| Aim |
Lay out everything from the start of the listing down to the line containing "152 116 L 151", both ends included, as a Markdown table with the columns Row and Listing line. Skip blank lines and leave the pictures out.

-- start --

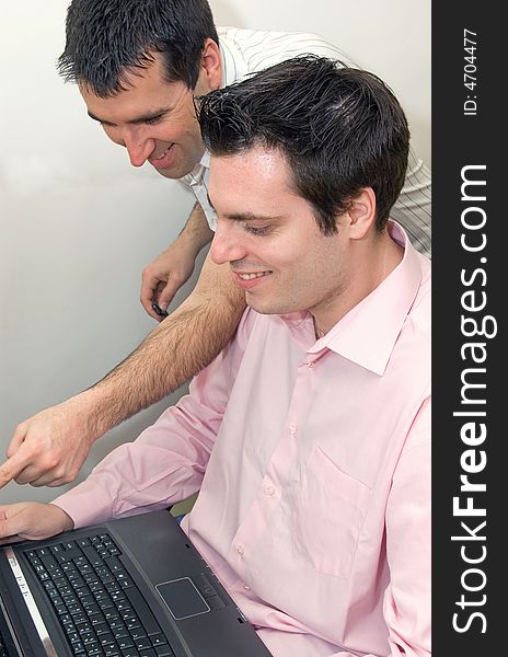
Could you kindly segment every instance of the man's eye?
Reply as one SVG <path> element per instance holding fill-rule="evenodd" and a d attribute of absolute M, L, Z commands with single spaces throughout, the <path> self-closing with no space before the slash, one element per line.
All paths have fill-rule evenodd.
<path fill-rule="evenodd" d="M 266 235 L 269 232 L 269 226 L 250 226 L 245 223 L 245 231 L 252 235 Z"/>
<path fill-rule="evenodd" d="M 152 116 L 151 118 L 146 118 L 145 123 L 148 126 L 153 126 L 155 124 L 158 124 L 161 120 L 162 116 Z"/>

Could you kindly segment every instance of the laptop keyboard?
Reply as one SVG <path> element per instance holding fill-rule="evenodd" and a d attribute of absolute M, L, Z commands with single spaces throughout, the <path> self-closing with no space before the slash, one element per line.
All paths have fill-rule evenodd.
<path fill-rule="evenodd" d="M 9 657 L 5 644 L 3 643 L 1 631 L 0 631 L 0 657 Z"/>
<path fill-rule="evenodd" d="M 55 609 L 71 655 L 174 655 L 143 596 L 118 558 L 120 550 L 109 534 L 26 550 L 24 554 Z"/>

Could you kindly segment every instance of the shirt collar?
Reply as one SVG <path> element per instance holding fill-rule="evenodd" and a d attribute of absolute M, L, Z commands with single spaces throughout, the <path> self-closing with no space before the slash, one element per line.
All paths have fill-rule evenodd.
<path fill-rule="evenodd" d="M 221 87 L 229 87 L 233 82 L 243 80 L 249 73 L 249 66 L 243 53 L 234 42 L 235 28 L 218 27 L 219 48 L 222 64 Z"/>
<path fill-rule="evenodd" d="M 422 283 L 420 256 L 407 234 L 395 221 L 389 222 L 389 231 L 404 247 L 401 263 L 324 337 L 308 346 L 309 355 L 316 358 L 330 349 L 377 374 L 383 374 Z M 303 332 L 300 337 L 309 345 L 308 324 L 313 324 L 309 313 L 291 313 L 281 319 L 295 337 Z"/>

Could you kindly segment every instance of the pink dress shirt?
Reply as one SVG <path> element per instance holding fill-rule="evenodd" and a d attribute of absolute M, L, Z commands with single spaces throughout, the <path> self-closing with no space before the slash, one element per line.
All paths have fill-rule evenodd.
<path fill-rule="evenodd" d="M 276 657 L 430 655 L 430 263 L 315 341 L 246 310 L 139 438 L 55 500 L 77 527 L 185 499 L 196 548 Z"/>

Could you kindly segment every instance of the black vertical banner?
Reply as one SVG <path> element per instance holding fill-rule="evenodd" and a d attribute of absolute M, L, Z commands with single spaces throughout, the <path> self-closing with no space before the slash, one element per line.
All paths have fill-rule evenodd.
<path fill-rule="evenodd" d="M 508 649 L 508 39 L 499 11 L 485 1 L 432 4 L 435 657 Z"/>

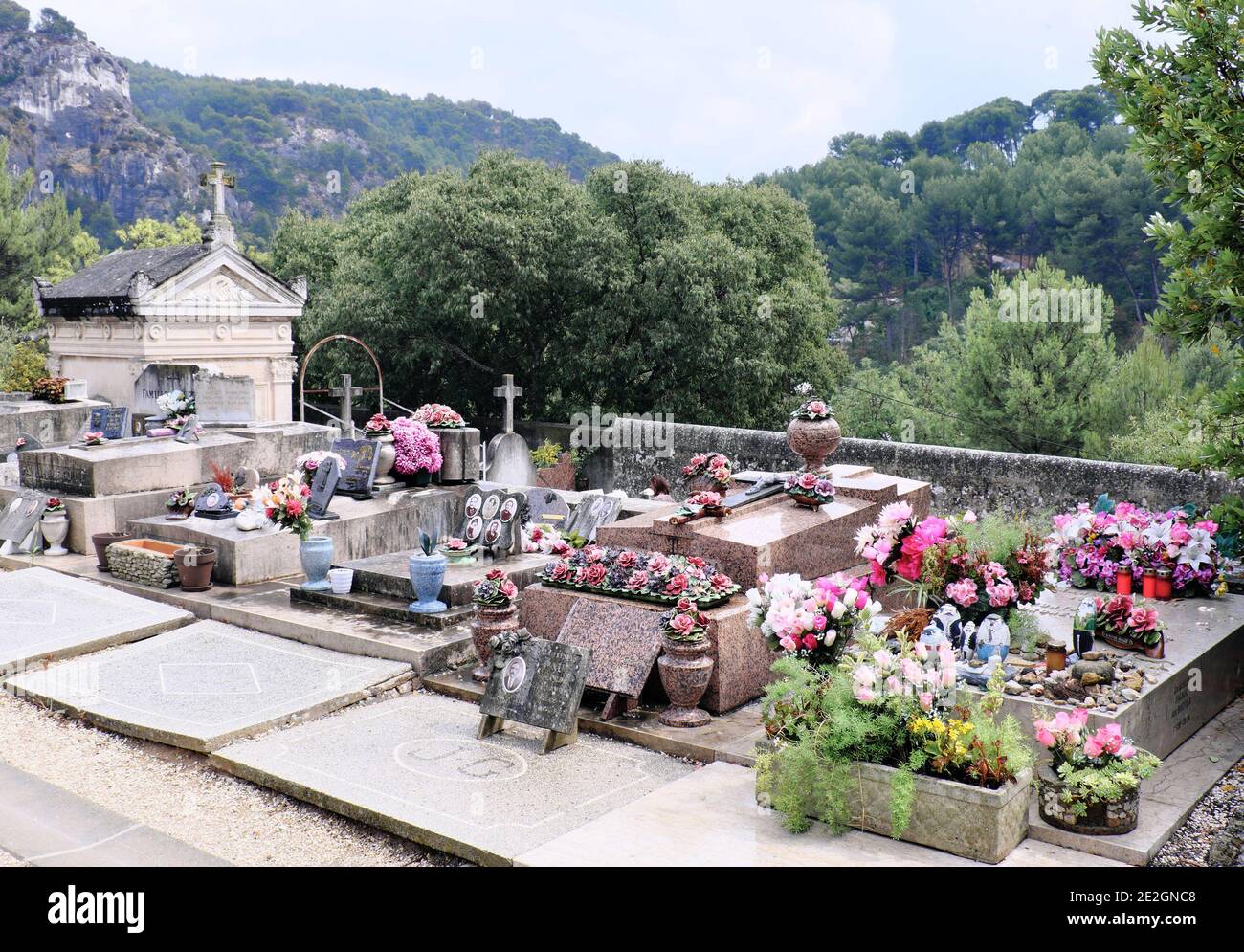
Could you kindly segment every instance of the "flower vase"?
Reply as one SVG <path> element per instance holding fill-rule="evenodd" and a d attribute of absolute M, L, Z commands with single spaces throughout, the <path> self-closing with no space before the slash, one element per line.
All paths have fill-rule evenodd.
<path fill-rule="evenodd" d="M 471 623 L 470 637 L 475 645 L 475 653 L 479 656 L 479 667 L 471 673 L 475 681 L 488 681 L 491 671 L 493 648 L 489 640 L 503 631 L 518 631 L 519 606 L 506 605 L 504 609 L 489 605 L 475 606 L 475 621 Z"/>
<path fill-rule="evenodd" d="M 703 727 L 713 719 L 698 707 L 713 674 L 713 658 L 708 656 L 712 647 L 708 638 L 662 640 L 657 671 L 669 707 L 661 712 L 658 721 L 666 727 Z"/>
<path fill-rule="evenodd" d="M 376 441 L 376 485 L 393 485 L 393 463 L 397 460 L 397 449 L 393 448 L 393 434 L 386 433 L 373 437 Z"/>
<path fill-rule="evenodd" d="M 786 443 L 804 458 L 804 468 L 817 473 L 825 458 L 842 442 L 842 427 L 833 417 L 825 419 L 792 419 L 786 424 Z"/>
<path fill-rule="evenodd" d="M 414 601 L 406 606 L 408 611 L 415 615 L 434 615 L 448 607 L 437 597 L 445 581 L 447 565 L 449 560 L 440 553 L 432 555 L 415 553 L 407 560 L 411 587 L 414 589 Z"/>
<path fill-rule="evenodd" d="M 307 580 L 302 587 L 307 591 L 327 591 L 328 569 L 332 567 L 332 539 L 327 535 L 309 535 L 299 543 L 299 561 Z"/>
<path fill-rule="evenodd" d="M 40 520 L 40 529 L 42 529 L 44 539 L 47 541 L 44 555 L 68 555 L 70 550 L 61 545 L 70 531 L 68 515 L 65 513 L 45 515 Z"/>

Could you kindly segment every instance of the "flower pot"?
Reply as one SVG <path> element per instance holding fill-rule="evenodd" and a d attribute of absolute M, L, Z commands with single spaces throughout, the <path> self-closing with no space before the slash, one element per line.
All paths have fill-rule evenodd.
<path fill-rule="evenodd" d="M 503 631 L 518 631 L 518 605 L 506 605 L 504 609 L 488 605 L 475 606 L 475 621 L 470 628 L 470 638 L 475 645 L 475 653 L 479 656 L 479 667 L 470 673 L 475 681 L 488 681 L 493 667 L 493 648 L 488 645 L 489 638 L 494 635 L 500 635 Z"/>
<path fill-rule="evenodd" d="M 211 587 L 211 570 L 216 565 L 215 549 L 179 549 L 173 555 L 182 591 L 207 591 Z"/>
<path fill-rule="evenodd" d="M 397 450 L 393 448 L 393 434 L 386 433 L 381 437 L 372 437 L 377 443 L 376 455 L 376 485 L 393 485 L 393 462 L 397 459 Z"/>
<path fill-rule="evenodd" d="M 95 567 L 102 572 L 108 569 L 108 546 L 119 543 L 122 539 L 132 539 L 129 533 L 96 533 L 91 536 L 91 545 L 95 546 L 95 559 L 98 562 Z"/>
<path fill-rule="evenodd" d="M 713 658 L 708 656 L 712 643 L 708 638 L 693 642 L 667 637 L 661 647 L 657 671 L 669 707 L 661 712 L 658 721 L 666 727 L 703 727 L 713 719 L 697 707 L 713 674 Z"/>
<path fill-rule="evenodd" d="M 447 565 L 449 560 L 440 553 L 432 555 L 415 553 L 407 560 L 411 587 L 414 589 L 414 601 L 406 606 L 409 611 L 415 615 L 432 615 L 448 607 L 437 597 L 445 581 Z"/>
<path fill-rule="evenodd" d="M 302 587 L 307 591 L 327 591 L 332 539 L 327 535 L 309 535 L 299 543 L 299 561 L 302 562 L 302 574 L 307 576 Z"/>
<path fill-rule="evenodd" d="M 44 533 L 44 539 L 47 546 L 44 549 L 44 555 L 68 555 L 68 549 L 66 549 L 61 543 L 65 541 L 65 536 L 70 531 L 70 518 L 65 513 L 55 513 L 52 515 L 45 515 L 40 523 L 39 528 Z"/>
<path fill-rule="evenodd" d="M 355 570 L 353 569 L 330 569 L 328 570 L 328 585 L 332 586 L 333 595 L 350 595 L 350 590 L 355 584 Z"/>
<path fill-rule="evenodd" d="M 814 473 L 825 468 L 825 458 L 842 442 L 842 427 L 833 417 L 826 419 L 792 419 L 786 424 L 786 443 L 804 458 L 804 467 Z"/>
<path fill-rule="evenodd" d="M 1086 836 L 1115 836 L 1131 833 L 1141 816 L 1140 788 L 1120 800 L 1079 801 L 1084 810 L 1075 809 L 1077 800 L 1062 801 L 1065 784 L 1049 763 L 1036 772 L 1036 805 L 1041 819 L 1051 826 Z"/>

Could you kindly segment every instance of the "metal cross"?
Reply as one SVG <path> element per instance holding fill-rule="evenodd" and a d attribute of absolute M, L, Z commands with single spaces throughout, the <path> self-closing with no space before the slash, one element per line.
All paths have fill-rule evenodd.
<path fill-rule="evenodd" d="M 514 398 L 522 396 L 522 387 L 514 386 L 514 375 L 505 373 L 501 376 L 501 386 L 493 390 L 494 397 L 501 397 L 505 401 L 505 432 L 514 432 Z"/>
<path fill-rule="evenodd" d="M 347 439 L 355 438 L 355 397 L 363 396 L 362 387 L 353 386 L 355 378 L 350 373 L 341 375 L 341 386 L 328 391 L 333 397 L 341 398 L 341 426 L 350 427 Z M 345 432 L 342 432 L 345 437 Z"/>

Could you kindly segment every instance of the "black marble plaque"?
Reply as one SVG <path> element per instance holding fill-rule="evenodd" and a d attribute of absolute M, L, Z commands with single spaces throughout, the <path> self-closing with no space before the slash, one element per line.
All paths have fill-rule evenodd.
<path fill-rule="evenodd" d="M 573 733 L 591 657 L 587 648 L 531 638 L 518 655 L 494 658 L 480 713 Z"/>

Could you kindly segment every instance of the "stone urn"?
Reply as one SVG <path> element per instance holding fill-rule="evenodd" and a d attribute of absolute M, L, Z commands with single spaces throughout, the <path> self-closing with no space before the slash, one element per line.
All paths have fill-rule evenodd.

-- end --

| Reply to the task |
| Row | Listing line |
|---|---|
| 1 | Could you kindly segment every instance of the man's eye? |
| 2 | Reply as one SVG <path> element per instance holding fill-rule="evenodd" and a d attribute of absolute M, L, Z commands with single spaces throughout, the <path> self-closing with no space before the slash, one element per line. |
| 3 | All paths have fill-rule evenodd. |
| 4 | <path fill-rule="evenodd" d="M 266 235 L 269 232 L 269 226 L 250 226 L 245 223 L 245 231 L 252 235 Z"/> |
| 5 | <path fill-rule="evenodd" d="M 152 116 L 151 118 L 146 118 L 145 123 L 148 126 L 153 126 L 155 124 L 158 124 L 161 120 L 162 116 Z"/> |